**WHAT IS ASKED**
Copy out word for word the entries from the line containing "What element on screen corresponds to the tree?" through the line containing "What element on screen corresponds to the horse's hind", both lines included.

**INPUT MATERIAL**
[START]

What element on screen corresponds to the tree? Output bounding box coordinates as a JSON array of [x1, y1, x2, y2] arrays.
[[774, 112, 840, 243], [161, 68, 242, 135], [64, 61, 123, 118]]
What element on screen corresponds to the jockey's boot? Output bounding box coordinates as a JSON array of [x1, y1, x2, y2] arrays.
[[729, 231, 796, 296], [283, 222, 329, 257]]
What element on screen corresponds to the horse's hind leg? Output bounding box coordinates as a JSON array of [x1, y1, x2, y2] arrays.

[END]
[START]

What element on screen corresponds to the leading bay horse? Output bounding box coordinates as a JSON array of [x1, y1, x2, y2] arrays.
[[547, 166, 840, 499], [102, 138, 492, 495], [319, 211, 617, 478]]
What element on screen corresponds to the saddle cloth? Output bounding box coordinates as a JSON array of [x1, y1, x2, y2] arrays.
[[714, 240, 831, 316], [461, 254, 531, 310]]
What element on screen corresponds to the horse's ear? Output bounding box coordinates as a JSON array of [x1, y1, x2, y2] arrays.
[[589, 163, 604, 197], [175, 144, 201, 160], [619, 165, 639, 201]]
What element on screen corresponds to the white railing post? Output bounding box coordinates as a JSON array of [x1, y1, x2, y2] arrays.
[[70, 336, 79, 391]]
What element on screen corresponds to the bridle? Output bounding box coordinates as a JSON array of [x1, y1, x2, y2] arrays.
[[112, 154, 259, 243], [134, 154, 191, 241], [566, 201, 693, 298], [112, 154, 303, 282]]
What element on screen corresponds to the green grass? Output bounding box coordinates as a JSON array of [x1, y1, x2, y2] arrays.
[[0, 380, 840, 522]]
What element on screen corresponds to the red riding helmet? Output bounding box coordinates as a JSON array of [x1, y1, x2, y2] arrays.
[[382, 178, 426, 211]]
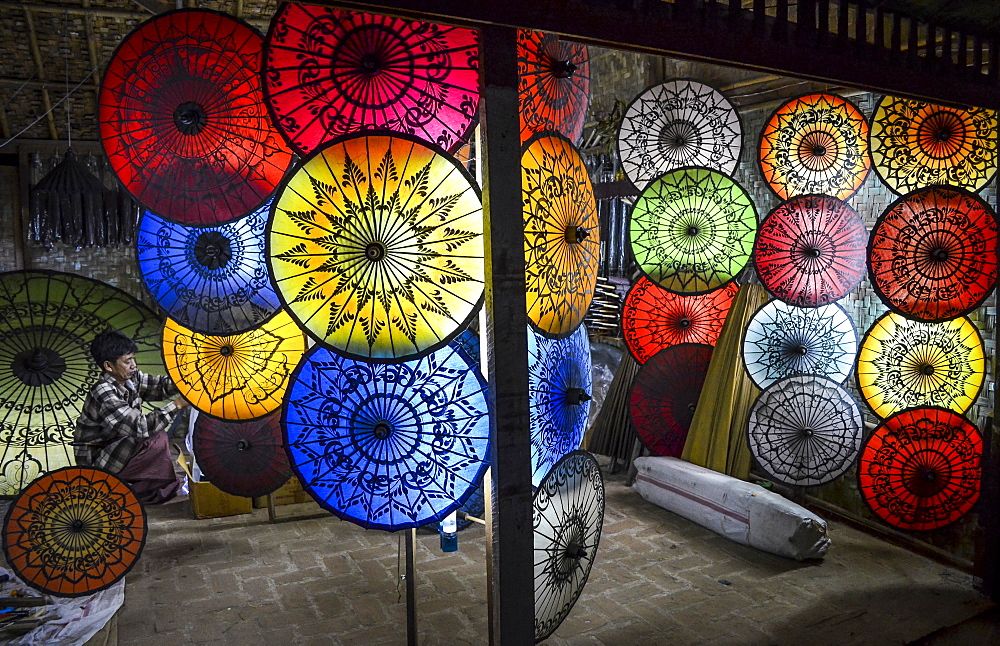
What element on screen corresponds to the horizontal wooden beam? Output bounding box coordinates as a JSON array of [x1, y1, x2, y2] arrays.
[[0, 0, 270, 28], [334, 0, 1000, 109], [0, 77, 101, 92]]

[END]
[START]

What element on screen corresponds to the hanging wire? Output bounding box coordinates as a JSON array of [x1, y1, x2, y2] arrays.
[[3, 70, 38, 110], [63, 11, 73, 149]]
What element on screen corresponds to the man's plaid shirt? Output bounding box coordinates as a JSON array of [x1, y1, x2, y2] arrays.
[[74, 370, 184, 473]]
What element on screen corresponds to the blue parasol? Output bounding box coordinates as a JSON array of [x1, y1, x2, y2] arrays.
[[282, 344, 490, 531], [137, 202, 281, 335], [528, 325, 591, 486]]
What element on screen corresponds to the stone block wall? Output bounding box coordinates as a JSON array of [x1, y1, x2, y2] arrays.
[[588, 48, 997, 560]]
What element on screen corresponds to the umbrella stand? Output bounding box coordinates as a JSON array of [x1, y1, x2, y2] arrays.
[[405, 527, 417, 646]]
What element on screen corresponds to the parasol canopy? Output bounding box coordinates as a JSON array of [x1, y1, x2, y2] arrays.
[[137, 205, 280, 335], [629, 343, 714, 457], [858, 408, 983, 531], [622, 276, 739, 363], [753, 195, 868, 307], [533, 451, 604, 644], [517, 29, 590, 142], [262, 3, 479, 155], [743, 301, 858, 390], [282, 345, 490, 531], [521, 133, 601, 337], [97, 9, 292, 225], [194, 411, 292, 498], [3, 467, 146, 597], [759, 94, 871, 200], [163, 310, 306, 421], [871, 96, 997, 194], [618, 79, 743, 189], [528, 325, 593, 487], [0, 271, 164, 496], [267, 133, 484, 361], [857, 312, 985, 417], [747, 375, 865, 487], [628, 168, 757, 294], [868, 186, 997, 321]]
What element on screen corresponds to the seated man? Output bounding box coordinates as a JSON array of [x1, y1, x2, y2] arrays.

[END]

**EXERCISE RESPONSE**
What element on screen corresponds to the tree? Output bounding box coordinates as a JSON array of [x1, y1, x2, y2] arrays.
[[774, 112, 840, 243], [161, 68, 242, 135], [64, 61, 123, 118]]
What element on screen corresponds to the jockey's boot? Output bounding box coordinates as a JSON array of [x1, y1, x2, y2] arrays.
[[729, 231, 796, 296], [283, 222, 329, 257]]
What element on screen corresponds to the horse's hind leg? Output bounding box coordinates as a JSON array of [x1, y1, x2, y2] arrays.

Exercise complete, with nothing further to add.